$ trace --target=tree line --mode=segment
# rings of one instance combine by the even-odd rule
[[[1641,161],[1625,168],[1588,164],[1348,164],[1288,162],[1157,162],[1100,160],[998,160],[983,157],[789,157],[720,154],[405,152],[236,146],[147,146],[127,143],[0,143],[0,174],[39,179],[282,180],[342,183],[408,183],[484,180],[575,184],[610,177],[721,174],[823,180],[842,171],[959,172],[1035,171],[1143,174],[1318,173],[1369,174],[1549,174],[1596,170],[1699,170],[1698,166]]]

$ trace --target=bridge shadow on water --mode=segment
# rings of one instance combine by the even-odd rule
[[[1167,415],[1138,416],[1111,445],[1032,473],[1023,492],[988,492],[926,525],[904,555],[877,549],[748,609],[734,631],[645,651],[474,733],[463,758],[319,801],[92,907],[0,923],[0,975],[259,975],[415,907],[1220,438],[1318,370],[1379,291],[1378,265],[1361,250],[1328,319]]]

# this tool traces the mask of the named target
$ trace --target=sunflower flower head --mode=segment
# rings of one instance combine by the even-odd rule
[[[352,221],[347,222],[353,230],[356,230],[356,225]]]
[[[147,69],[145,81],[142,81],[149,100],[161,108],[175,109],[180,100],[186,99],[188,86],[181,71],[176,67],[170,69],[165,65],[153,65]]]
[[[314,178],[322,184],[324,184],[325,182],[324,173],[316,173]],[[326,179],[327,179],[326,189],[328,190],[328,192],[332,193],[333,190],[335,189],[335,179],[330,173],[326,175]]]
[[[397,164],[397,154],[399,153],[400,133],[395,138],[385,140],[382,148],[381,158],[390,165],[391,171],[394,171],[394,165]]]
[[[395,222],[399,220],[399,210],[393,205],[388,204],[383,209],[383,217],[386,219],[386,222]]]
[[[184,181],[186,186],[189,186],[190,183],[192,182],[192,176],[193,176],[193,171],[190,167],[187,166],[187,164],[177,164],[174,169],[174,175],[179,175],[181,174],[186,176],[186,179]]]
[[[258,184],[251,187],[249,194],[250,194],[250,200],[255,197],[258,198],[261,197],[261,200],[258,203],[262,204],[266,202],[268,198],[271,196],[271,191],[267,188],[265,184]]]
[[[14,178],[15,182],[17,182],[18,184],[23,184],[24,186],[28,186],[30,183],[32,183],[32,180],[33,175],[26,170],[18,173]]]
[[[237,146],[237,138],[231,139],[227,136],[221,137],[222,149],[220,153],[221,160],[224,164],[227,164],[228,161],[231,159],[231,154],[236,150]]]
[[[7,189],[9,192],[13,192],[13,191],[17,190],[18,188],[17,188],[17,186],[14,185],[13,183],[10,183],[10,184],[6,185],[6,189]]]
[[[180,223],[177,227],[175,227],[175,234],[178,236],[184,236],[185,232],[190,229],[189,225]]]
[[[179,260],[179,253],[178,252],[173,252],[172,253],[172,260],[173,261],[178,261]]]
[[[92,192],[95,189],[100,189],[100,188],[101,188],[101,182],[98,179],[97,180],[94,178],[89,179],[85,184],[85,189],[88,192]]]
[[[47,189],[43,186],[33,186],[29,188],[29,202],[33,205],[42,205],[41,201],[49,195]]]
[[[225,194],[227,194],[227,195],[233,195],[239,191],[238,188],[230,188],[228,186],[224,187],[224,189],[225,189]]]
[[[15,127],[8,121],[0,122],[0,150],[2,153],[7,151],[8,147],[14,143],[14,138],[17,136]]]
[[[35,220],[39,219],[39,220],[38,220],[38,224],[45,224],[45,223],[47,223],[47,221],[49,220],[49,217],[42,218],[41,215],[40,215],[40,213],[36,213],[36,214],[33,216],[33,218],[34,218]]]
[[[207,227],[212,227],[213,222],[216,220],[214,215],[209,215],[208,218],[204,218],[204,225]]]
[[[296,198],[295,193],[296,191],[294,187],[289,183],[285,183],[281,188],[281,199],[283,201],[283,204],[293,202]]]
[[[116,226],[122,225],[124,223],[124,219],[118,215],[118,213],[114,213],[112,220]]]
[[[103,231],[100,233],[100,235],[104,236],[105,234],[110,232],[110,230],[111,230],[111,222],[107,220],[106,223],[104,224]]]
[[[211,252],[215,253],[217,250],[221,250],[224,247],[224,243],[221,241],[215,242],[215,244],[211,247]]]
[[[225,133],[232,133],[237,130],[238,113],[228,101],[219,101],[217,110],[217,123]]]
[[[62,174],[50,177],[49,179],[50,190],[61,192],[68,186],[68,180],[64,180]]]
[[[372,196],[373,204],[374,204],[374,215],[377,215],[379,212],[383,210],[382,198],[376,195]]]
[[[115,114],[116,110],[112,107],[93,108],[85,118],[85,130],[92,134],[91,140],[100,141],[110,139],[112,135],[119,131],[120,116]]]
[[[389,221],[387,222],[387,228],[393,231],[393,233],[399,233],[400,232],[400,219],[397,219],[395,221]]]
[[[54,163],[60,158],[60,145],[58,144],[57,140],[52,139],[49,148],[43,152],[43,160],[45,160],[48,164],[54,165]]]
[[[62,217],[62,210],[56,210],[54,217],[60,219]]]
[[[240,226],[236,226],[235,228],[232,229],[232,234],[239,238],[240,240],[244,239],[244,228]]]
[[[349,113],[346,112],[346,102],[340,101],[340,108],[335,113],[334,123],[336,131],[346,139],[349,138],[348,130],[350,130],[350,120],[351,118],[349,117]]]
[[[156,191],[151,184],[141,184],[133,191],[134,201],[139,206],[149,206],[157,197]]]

══════════

> _PROBLEM DETAILS_: Each record above is to be given again without any change to its wording.

> _RESPONSE FOR THIS EXERCISE_:
$ trace --target=tree line --mode=segment
# rings of one instance combine by the even-odd rule
[[[1641,161],[1625,168],[1588,164],[1348,164],[1288,162],[1157,162],[1100,160],[998,160],[983,157],[789,157],[720,154],[405,152],[236,146],[147,146],[127,143],[0,143],[0,174],[39,179],[282,180],[342,183],[408,183],[484,180],[575,184],[610,177],[721,174],[823,180],[842,171],[959,172],[1035,171],[1143,174],[1318,173],[1369,174],[1549,174],[1596,170],[1699,170],[1698,166]]]

$ trace --target=bridge shadow on water --mode=segment
# rings of one instance combine by the even-odd rule
[[[1167,415],[1138,416],[1111,445],[1032,473],[1023,492],[988,492],[926,525],[904,555],[877,549],[748,609],[734,631],[645,651],[474,733],[463,758],[319,801],[92,907],[0,923],[0,975],[259,975],[415,907],[1220,438],[1318,370],[1379,291],[1378,265],[1361,250],[1328,319]]]

# this tool traces the mask of the named target
$ trace --target=sunflower flower head --mode=segment
# rings of one instance combine by the even-odd rule
[[[352,221],[347,222],[353,230],[356,230],[356,225]]]
[[[147,69],[145,81],[142,81],[149,100],[161,108],[175,109],[180,100],[186,99],[188,86],[181,71],[176,67],[170,69],[165,65],[153,65]]]
[[[314,178],[322,184],[324,184],[325,182],[324,173],[316,173]],[[326,179],[327,179],[326,189],[328,190],[328,192],[332,193],[333,190],[335,189],[335,179],[330,173],[326,175]]]
[[[397,164],[397,154],[399,153],[400,133],[395,138],[385,140],[382,148],[381,158],[390,165],[391,171],[394,171],[394,165]]]
[[[395,222],[399,220],[399,210],[393,205],[388,204],[383,209],[383,217],[386,219],[386,222]]]
[[[184,181],[186,186],[189,186],[190,183],[192,182],[192,176],[193,176],[193,171],[190,167],[187,166],[187,164],[177,164],[174,169],[174,175],[179,175],[181,174],[186,176],[186,179]]]
[[[258,184],[251,187],[249,194],[250,194],[250,200],[255,197],[258,198],[261,197],[261,200],[258,203],[262,204],[266,202],[268,198],[271,196],[271,191],[267,188],[265,184]]]
[[[14,178],[15,182],[17,182],[18,184],[23,184],[24,186],[28,186],[30,183],[32,183],[32,180],[33,175],[26,170],[18,173]]]
[[[237,146],[237,138],[231,139],[227,136],[221,137],[222,149],[220,153],[221,160],[224,164],[227,164],[228,161],[231,159],[231,154],[236,150]]]
[[[7,189],[9,192],[13,192],[13,191],[17,190],[18,188],[17,188],[17,186],[14,185],[13,183],[10,183],[10,184],[6,185],[6,189]]]
[[[180,223],[177,227],[175,227],[175,234],[178,236],[184,236],[185,232],[190,229],[189,225]]]
[[[179,260],[179,253],[178,252],[173,252],[172,253],[172,260],[173,261],[178,261]]]
[[[92,192],[95,189],[100,189],[100,188],[101,188],[101,182],[98,179],[97,180],[94,178],[89,179],[85,184],[85,189],[88,192]]]
[[[47,189],[43,186],[33,186],[29,188],[29,202],[33,205],[42,205],[41,201],[49,195]]]
[[[225,194],[227,194],[227,195],[233,195],[239,191],[238,188],[230,188],[228,186],[224,187],[224,189],[225,189]]]
[[[15,127],[8,121],[0,122],[0,150],[2,153],[7,151],[8,147],[14,143],[14,138],[17,136]]]
[[[35,220],[39,219],[39,220],[38,220],[38,224],[45,224],[45,223],[47,223],[47,221],[49,220],[49,217],[42,218],[41,215],[40,215],[40,213],[36,213],[36,214],[33,216],[33,218],[34,218]]]
[[[207,227],[212,227],[213,222],[216,220],[214,215],[209,215],[208,218],[204,218],[204,225]]]
[[[296,198],[295,193],[296,191],[294,187],[289,183],[285,183],[281,188],[281,199],[283,201],[283,204],[293,202]]]
[[[116,226],[122,225],[124,223],[124,219],[118,215],[118,213],[114,213],[112,220]]]
[[[103,231],[100,233],[100,235],[104,236],[105,234],[110,232],[110,230],[111,230],[111,222],[107,220],[106,223],[104,224]]]
[[[211,252],[215,253],[217,250],[221,250],[224,247],[224,243],[221,241],[215,242],[215,244],[211,247]]]
[[[225,133],[232,133],[237,130],[238,113],[228,101],[219,101],[217,110],[217,123]]]
[[[62,174],[50,177],[49,179],[50,190],[61,192],[68,186],[68,180],[64,180]]]
[[[372,196],[373,204],[374,204],[374,215],[377,215],[379,212],[383,210],[382,198],[376,195]]]
[[[115,114],[116,110],[112,107],[93,108],[85,118],[85,130],[92,134],[91,140],[100,141],[110,139],[112,135],[119,131],[120,116]]]
[[[389,221],[387,222],[387,228],[393,231],[393,233],[399,233],[400,232],[400,219],[397,219],[395,221]]]
[[[54,163],[60,158],[60,145],[58,144],[57,140],[52,139],[49,148],[43,152],[43,160],[45,160],[48,164],[54,165]]]
[[[62,217],[62,210],[56,210],[54,217],[60,219]]]
[[[240,226],[236,226],[235,228],[232,229],[232,234],[239,238],[240,240],[244,239],[244,228]]]
[[[349,113],[346,112],[346,102],[340,101],[340,108],[335,113],[334,123],[336,131],[346,139],[349,138],[348,130],[350,130],[350,120],[351,118],[349,117]]]
[[[156,191],[151,184],[141,184],[133,191],[134,201],[139,206],[149,206],[157,197]]]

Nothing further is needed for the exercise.